EXERCISE TEXT:
###
First look at colonoscopy recertification data shows overall high quality

Cancer

By Mardi Chapman

18 Sep 2019

Gastroenterologists are largely meeting quality indicators for colonoscopies related to bowel cancer, according to an audit of colonoscopists who underwent recertification during the initial voluntary period.

However more surgeons could lift their game, according to data presented at AGW 2019 in Adelaide.

Associate Professor Peter Katelaris told that meeting that 619 colonoscopists had logged more than 100 procedures each during the first two years. Most had logged more than the 150 procedures required in each three-year recertification cycle.

About two thirds of the doctors were gastroenterologists and a third were surgeons.

Overall, the adenoma detection rate was 40.1% in patients from 50 years of age with an intact colon and no IBD – comfortably higher than the bar of 25%. Physicians had a rate of 43.0% compared to 34.2% for surgeons.

The caecal intubation rate was 99.2% – again, above the target of 95%. Physicians had a rate of 99.3% compared to 98.6% for surgeons.

Sessile serrated polyp detection rate was 11% – well above the fairly modest target of 4%. Physicians had a detection rate twice that of surgeons (13.2% v 6.6%).

Associate Professor Katelaris said the data was not to be used as a big stick however people whose performance fell below the bar required remediation.

And there was evidence that annual feedback and quality benchmark indicators can improve colonoscopy performance, he said.

“We picked a target adenoma detection rate of 25% because around the world that has been shown to be the bar above which you do better in terms of patient outcomes. Below 25% is associated with an increased risk of interval cancer.”

“So aspirationally, you want it to be as high as possible – we want the average to climb. But mostly we want to people below the 25% metric to be well above it because that seems to be the pivotal detection rate for which you can improve outcomes the most.”

He said the Colonoscopy Recertification Committee currently send a letter to people who could improve their performance inviting them to participate a variety of activities such as engaging colleagues to help them or formal courses.

“Now there is a discussion about whether that needs to be more formalised but we are in the infancy of recertification and we are working that out.”

He said the difference in performance between physicians and surgeons was “completely in accord with international data”.

“There are many, many papers that show exactly the same thing. I think we showed there was a greater proportion of surgeons who were below the metrics we want and we don’t know what sort of surgeons they were. That’s another question for another day.”

“But irrespective of what College, everybody below the bar needs remediation. Now if there is a signal that there are more surgeons below the bar than physicians, that’s a message to surgical training that there is an issue with a proportion of their people.”

He acknowledged the first people to commit to recertification may not be a representative group however it was a start.

“Recertification is ongoing every three years. We have got the systems in place now with a big database and we will now have the ability to capture data in a rolling way and watch the variation and hopefully shrink the proportion below the bar.”
###
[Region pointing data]
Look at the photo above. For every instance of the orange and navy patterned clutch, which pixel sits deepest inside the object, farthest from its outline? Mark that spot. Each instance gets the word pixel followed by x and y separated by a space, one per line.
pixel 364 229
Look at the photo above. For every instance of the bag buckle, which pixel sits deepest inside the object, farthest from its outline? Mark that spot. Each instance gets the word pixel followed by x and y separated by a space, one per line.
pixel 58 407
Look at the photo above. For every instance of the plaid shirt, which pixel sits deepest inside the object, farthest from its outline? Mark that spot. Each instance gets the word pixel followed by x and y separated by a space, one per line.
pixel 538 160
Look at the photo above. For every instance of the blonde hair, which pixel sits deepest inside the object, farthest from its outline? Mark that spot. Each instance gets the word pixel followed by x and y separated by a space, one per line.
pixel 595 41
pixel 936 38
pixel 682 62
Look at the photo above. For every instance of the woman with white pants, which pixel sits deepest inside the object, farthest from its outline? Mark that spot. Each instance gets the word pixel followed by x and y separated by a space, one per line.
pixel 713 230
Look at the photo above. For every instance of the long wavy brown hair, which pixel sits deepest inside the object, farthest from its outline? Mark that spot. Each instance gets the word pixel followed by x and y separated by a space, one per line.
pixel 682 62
###
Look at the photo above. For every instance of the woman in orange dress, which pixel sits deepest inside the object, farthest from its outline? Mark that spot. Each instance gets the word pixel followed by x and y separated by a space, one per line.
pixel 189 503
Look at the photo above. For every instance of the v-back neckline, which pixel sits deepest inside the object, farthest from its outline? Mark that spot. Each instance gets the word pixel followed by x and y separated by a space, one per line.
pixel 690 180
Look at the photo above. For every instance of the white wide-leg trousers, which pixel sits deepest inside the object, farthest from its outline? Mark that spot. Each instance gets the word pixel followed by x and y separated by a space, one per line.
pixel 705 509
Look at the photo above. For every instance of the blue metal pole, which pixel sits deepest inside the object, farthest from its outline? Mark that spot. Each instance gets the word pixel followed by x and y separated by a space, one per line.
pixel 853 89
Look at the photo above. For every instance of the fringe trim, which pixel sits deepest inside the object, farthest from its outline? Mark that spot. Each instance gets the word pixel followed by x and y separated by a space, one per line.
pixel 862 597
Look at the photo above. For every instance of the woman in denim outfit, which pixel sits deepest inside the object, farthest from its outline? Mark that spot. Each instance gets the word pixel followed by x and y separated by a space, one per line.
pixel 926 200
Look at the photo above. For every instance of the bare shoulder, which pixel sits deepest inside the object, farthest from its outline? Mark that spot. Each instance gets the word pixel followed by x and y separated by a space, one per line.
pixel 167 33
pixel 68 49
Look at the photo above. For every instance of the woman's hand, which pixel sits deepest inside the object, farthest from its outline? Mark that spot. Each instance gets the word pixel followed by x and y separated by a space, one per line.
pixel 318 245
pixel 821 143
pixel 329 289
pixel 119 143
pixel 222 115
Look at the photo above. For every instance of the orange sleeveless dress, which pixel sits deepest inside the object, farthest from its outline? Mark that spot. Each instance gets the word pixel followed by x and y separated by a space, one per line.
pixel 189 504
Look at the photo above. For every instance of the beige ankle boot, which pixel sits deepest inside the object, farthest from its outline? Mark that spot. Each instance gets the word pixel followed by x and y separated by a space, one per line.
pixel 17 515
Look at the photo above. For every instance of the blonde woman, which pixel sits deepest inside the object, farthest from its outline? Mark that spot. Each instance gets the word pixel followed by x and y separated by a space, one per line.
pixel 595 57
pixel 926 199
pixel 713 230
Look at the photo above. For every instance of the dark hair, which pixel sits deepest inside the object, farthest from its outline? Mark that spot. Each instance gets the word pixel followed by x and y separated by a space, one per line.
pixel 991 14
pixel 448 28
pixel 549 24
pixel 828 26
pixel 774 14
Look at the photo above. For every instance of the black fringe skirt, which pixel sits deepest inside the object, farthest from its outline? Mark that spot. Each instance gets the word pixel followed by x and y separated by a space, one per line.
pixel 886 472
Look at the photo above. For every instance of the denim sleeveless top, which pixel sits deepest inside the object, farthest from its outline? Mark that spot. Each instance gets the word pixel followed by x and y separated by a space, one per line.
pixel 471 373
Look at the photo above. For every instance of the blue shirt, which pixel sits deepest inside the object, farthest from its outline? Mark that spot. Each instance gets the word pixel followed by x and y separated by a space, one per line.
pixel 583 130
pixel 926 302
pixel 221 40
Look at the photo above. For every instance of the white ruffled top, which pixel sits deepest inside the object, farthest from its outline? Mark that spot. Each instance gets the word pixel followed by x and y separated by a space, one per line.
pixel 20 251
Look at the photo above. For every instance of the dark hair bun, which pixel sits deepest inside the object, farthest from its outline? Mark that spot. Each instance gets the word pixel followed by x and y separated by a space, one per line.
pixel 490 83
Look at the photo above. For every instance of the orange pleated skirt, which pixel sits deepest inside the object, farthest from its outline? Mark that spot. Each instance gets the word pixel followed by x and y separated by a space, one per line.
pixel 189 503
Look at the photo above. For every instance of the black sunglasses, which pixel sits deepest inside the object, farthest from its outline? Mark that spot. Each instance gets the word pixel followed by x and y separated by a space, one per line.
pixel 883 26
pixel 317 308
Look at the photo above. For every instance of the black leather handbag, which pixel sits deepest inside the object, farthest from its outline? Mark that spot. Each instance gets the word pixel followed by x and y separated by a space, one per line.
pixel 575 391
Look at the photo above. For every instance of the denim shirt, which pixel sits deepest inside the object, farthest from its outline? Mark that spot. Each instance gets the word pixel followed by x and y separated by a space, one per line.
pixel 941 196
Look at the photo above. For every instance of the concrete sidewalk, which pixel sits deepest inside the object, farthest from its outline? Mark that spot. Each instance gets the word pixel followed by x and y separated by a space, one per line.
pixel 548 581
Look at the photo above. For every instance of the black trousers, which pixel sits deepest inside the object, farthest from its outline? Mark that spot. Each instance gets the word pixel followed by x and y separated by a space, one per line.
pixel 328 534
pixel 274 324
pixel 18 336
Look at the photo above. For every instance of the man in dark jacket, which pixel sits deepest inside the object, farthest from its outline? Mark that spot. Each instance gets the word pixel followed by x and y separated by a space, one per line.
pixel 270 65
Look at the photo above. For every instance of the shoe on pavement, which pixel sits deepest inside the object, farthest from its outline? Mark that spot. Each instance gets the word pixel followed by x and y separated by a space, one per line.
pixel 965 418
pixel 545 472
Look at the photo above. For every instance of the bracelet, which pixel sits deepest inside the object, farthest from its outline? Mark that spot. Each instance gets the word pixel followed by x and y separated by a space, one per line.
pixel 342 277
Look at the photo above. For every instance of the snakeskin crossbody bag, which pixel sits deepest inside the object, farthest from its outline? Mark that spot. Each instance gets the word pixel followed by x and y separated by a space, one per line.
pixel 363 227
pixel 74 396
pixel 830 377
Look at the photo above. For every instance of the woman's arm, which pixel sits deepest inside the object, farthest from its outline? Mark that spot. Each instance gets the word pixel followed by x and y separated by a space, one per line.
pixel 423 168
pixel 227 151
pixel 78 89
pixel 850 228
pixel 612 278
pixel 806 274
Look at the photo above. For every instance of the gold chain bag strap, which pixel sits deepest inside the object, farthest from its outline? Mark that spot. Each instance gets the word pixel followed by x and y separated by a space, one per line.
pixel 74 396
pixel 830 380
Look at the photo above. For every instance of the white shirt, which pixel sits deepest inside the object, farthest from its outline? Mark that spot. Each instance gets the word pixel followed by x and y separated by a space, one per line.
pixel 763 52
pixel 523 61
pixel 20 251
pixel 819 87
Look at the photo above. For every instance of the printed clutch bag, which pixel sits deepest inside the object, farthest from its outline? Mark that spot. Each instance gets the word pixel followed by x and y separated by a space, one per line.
###
TASKS AND EXERCISES:
a - From the colonoscopy recertification article, return the passage starting with "By Mardi Chapman" and going on through "third were surgeons.", copied word for word.
b - Name each colonoscopy quality measure that the colonoscopy recertification article gives an overall rate for, along with the target it states for that measure.

ANSWER SET:
a -
By Mardi Chapman

18 Sep 2019

Gastroenterologists are largely meeting quality indicators for colonoscopies related to bowel cancer, according to an audit of colonoscopists who underwent recertification during the initial voluntary period.

However more surgeons could lift their game, according to data presented at AGW 2019 in Adelaide.

Associate Professor Peter Katelaris told that meeting that 619 colonoscopists had logged more than 100 procedures each during the first two years. Most had logged more than the 150 procedures required in each three-year recertification cycle.

About two thirds of the doctors were gastroenterologists and a third were surgeons.

b -
- Adenoma detection rate: target 25%
- Caecal intubation rate: target 95%
- Sessile serrated polyp detection rate: target 4%